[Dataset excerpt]
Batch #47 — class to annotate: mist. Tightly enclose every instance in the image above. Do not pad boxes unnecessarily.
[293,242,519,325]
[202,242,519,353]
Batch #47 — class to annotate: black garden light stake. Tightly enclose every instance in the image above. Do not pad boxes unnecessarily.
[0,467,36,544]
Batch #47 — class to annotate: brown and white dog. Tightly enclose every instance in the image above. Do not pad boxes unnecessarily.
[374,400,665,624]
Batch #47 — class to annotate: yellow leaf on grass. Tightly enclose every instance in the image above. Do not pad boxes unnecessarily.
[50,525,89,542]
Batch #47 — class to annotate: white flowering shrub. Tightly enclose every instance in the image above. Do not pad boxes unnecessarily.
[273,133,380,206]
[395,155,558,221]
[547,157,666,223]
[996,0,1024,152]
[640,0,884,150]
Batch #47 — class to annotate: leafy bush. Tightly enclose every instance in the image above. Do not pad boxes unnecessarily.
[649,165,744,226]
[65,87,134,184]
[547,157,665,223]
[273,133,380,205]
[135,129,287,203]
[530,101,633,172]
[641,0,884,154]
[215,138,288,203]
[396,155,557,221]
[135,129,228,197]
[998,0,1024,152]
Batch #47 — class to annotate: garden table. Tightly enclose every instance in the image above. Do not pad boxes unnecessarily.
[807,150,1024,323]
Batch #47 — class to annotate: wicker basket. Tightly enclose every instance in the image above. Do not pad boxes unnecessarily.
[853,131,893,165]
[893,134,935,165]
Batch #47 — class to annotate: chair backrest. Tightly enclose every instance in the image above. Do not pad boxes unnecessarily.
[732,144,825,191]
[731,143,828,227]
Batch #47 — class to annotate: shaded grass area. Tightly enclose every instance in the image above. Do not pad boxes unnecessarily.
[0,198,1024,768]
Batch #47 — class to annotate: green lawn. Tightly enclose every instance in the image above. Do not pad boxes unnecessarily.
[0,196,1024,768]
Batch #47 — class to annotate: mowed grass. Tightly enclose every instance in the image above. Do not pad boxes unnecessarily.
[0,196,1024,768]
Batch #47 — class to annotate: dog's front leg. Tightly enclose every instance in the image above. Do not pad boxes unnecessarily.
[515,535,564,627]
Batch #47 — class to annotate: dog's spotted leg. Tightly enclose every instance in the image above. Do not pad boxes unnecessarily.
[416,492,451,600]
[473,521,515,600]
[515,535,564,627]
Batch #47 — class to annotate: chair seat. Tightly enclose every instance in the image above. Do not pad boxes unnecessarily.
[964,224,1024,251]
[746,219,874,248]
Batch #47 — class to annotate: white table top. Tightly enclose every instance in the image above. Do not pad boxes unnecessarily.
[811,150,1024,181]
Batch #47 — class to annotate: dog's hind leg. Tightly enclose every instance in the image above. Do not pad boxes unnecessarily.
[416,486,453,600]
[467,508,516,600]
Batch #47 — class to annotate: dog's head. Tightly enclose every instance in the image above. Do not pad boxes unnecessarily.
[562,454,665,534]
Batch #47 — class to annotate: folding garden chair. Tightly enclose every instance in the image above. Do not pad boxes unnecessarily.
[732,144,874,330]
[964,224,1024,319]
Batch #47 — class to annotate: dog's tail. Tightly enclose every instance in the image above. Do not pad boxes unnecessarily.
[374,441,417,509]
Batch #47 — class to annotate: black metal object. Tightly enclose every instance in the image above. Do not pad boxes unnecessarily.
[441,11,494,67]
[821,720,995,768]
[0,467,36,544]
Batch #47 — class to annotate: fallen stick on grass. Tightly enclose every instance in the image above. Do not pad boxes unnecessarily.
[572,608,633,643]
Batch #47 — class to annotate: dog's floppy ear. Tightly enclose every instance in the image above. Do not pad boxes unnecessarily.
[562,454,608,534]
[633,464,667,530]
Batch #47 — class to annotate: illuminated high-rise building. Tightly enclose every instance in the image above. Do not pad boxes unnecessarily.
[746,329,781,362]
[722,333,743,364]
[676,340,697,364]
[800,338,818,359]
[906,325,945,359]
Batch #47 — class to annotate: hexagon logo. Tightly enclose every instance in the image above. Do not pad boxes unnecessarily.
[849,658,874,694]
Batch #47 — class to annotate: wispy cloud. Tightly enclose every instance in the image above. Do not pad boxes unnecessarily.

### Directions
Update the rows above so that each "Batch #47" reads "Batch #52", leaving everything else unchanged.

### Right answer
Batch #52 — class to annotate: mist. Tightly enclose every instance in the image above. Do not pad boxes unnecessarily.
[293,242,519,325]
[202,242,519,353]
Batch #52 — class to annotate: black garden light stake. Tightly enclose every instance in the image above. Do not pad boxes unnecessarily.
[0,467,36,544]
Batch #52 — class to annotate: brown and white dog. Tightly enclose every instance in the image above. Do not pad boxes unnecessarily.
[374,400,665,624]
Batch #52 — class to annotate: yellow leaf on grass. Tightly enclose every instance in the image above. Do not pad boxes unnecessarily.
[50,525,89,542]
Batch #52 — class to annotate: white flowering shrub. Tightly enclose every instance in the image above. Do not pad boxes unnecessarily.
[273,133,380,206]
[395,155,558,221]
[547,157,666,223]
[996,0,1024,152]
[640,0,884,150]
Batch #52 — class to annotate: leafy bush. Tightly enclose every instance in the image above. Do not pad boxes unnecessarily.
[649,165,744,226]
[65,87,134,184]
[547,157,665,223]
[273,133,380,205]
[135,129,287,203]
[530,101,633,172]
[641,0,884,154]
[215,138,288,203]
[396,155,557,221]
[135,129,228,197]
[998,0,1024,152]
Batch #52 — class to annotate: garden table. Tightly enclose every instance in the image above. Do not pad boxes unnecessarily.
[807,150,1024,323]
Batch #52 — class to annotate: wicker basket. Tightly enclose every instance in the image above. Do not pad boxes unnecessarily.
[853,131,893,165]
[893,134,935,165]
Batch #52 — class to annotate: chair backrest. Tightly enclose every instance in the image above. Do not pad boxes unnecessarily.
[732,144,825,191]
[731,143,828,227]
Batch #52 — class to annotate: shaded grass area. Tightly enclose every instance in the image above. Do not pad boxes unnecessarily.
[0,198,1024,768]
Batch #52 — class to annotate: green lawn. Tightly enclose every instance in the image above. Do not pad boxes unnecessarily.
[0,196,1024,768]
Batch #52 — class to annotate: mowed grass. Tightly enclose every instance in the image above. Do not pad boxes unnecessarily.
[0,196,1024,768]
Batch #52 — class to annotate: dog's front leg. Tightly enclose every instance in the image above. Do not pad boxes unnecessarily.
[515,535,564,627]
Batch #52 — class to annotate: dog's spotted leg. Tightly enclose every instance in the image above. Do not pad boxes unnecessarily.
[416,492,451,600]
[473,521,515,600]
[515,535,564,627]
Batch #52 — class to annotate: chair seat. Tightly enclose every instance in the image above. Do not pad boxes unnecessarily.
[964,224,1024,251]
[746,219,874,248]
Batch #52 — class to annotate: white table top. Tightly enclose every instance in the image above. Do not pad boxes unnecessarily.
[811,150,1024,181]
Batch #52 — class to annotate: dog's hind leg. Tightly enclose every instance in the image above. Do not pad boxes unnecessarily.
[416,486,453,600]
[467,508,516,600]
Batch #52 — class to annotate: dog's head. Tightly enclose every instance in the image above. Do not pad boxes unnecessarily.
[562,454,665,534]
Batch #52 — class to annotate: folding garden chair. Tightly enclose every instance in the image above. Do not pad boxes unnecessarily.
[732,144,874,330]
[964,224,1024,319]
Batch #52 — class to annotate: dog's tail. Tightly enclose every instance in the image above. Do not pad boxes unnecessarily.
[374,441,417,509]
Batch #52 — class to annotate: black metal object. Tightly enclose every instance in the image above. Do not pad boxes unnecessarily.
[441,11,494,67]
[821,720,995,768]
[0,467,36,544]
Batch #52 — class to annotate: fallen stick on grass. Tightly enclose every instance in the image above. Do not pad boxes unnecessarily.
[572,608,633,643]
Batch #52 — class to annotate: dog's floppy ear. Tightly enclose every instance in the image above. Do not pad boxes unnecessarily.
[562,454,608,534]
[633,464,667,530]
Batch #52 — class to annotate: illuminated high-rise building. Tightly enclose every instance in the image above. Do not pad boxes unnecessarily.
[746,329,781,362]
[722,333,743,364]
[676,340,697,364]
[800,338,818,359]
[906,325,945,359]
Batch #52 — class to annotate: hexagon logo. Tightly enclose every instance in the image above. Do not pad boxes unnecessarily.
[849,658,874,694]
Batch #52 — class to annotate: wispy cloud. Tightly enclose every instance in the image above. Do not pad boxes unnecessarily.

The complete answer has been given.